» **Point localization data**
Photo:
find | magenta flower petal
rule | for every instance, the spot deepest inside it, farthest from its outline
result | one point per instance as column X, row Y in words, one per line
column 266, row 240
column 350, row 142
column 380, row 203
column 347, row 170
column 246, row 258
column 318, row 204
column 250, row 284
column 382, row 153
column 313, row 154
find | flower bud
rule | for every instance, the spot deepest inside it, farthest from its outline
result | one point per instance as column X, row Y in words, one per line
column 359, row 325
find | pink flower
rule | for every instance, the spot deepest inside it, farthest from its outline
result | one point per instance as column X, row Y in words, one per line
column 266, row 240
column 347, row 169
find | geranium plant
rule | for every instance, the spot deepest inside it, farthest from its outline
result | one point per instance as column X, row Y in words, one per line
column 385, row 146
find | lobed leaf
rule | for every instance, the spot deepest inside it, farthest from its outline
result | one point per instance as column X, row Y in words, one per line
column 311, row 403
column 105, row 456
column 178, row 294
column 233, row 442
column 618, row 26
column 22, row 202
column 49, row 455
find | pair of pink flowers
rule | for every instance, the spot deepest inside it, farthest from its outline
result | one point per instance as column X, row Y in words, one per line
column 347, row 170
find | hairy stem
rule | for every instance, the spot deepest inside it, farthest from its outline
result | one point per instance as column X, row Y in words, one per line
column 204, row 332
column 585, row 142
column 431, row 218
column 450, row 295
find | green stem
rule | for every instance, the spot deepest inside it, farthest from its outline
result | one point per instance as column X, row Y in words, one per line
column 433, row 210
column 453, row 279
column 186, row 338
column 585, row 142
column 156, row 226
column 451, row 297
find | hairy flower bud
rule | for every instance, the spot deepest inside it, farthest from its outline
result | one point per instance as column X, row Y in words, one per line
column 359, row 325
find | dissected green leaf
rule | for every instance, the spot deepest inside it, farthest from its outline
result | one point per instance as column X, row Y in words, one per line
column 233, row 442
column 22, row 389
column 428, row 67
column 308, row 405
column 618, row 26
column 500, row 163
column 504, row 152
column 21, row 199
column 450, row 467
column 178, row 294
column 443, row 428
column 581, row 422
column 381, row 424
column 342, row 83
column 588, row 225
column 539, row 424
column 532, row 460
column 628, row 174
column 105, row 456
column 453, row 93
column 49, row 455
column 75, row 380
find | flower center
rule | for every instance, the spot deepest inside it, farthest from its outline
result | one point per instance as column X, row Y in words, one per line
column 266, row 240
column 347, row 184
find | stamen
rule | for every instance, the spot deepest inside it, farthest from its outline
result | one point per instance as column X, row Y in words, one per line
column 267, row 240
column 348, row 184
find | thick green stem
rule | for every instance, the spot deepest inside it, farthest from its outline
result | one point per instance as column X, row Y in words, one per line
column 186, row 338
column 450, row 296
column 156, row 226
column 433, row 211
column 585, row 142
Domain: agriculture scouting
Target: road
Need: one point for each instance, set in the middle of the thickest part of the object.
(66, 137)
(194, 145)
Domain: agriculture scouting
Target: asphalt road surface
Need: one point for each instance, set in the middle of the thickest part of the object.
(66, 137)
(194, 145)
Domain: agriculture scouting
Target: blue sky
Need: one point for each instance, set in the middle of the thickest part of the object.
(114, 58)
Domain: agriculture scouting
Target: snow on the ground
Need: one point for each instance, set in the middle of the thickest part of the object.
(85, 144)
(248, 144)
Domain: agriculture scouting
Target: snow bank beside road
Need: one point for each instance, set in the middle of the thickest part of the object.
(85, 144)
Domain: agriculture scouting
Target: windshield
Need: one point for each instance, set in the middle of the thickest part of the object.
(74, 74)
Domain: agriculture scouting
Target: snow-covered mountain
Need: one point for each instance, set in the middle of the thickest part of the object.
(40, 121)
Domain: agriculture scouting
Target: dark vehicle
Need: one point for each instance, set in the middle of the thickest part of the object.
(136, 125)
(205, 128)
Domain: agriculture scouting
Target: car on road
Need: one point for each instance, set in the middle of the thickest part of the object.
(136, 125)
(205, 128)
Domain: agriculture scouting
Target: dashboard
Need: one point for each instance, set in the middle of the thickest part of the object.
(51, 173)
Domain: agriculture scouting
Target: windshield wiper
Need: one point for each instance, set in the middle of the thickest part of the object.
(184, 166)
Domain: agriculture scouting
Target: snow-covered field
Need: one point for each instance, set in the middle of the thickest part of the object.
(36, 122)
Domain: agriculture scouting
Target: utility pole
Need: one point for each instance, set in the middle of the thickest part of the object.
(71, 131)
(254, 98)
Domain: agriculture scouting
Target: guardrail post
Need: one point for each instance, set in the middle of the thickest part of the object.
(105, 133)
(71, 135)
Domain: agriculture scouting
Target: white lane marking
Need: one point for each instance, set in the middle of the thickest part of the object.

» **YOUR GOAL**
From the first line to the last, repeat the records exactly.

» **OUTPUT BELOW**
Photo:
find | magenta flower petal
rule | for every instance, the spot deepest inside it, farthest from its outline
result | one point per instance as column X, row Y in words, one per line
column 266, row 240
column 350, row 142
column 380, row 203
column 347, row 170
column 246, row 258
column 318, row 204
column 250, row 284
column 382, row 153
column 313, row 154
find | flower bud
rule | for every instance, the spot deepest inside it, farthest from its outline
result | one point per instance as column X, row Y in words, one per line
column 359, row 325
find | pink flower
rule | for every instance, the spot deepest inside it, farthest from its outline
result | one point per instance as column X, row Y in words, one per line
column 266, row 240
column 347, row 169
find | geranium plant
rule | for every instance, the spot deepest inside it, farthest from its outline
result | one point per instance as column X, row Y in words, one per line
column 385, row 146
find | lobed leaf
rule | for every instance, the spot deepest inside it, farthest from its outline
result | one point per instance as column X, row Y in words, one per line
column 311, row 403
column 105, row 456
column 178, row 294
column 233, row 442
column 618, row 26
column 22, row 202
column 49, row 455
find | pair of pink flowers
rule | for every instance, the spot deepest inside it, farthest from its outline
result | one point per instance as column X, row Y in words, one per line
column 347, row 170
find | hairy stem
rule | for every instance, the spot deepest inside it, farthest from its outline
result | one point per instance as column X, row Y in words, one per line
column 204, row 332
column 585, row 142
column 431, row 218
column 450, row 295
find | green stem
rule | for every instance, the spot deepest inside it, farthest from its outline
result | one point per instance as column X, row Y in words, one per line
column 433, row 210
column 453, row 279
column 186, row 338
column 585, row 142
column 156, row 226
column 451, row 297
find | hairy flower bud
rule | for every instance, the spot deepest inside it, farthest from its outline
result | one point per instance as column X, row Y in words, one per line
column 359, row 325
find | dissected green leaf
rule | for every instance, the spot deepest inside it, farthest from its outline
result | one point per instance as column X, row Y in words, one per line
column 233, row 442
column 22, row 389
column 428, row 67
column 308, row 405
column 618, row 26
column 500, row 163
column 504, row 152
column 21, row 199
column 450, row 467
column 178, row 294
column 443, row 428
column 581, row 422
column 381, row 424
column 342, row 83
column 588, row 225
column 539, row 424
column 532, row 460
column 628, row 174
column 105, row 456
column 453, row 93
column 49, row 455
column 75, row 380
find | flower center
rule | for every instance, the spot deepest inside it, farthest from its outline
result | one point per instance as column X, row Y in words, one per line
column 266, row 240
column 347, row 184
find | stamen
rule | for every instance, the spot deepest inside it, farthest from its outline
result | one point per instance as column X, row Y in words, one per line
column 267, row 240
column 348, row 184
find | thick green stem
rule | for every instance, the spot deepest inside it, farthest from its outline
result | one point per instance as column X, row Y in words, one per line
column 186, row 338
column 450, row 296
column 156, row 226
column 433, row 211
column 585, row 142
Domain: agriculture scouting
Target: road
Need: one point for each instance, set in the middle of the thickest part of the object.
(66, 137)
(194, 145)
Domain: agriculture scouting
Target: asphalt road surface
Need: one point for each instance, set in the middle of the thickest part of the object.
(66, 137)
(194, 145)
Domain: agriculture scouting
Target: blue sky
Need: one point for each instance, set in the middle of the thickest part of the object.
(114, 58)
Domain: agriculture scouting
Target: snow on the ground
Need: one point for each instance, set in the middle of the thickest part of the object.
(85, 144)
(248, 144)
Domain: agriculture scouting
Target: snow bank beside road
Need: one point for each instance, set in the middle of the thickest part of the object.
(85, 144)
Domain: agriculture scouting
Target: windshield
Need: one point for each instance, set in the middle of the thickest part of the object.
(74, 74)
Domain: agriculture scouting
Target: snow-covered mountain
Need: one point for each instance, set in the middle of the thickest part of the object.
(40, 121)
Domain: agriculture scouting
Target: dark vehicle
Need: one point for each instance, set in the middle of the thickest part of the object.
(136, 125)
(205, 128)
Domain: agriculture scouting
Target: car on road
Need: one point for each instance, set in the middle of the thickest part of the object.
(136, 125)
(205, 128)
Domain: agriculture scouting
Target: dashboard
Need: one point for each instance, set in the middle of the thickest part of the object.
(51, 173)
Domain: agriculture scouting
Target: windshield wiper
Need: one point for each instance, set in the middle of the thickest part of the object.
(184, 166)
Domain: agriculture scouting
Target: snow-covered field
Need: one point for each instance, set in the middle of the thickest part of the object.
(36, 122)
Domain: agriculture scouting
Target: utility pole
Need: one point for each instance, set in the middle of the thickest part of the object.
(71, 131)
(254, 98)
Domain: agriculture scouting
Target: guardrail post
Need: one point for each instance, set in the middle of the thickest part of the object.
(105, 133)
(71, 135)
Domain: agriculture scouting
Target: white lane marking
Need: one point for each instance, set in the middle of the thickest part of the object.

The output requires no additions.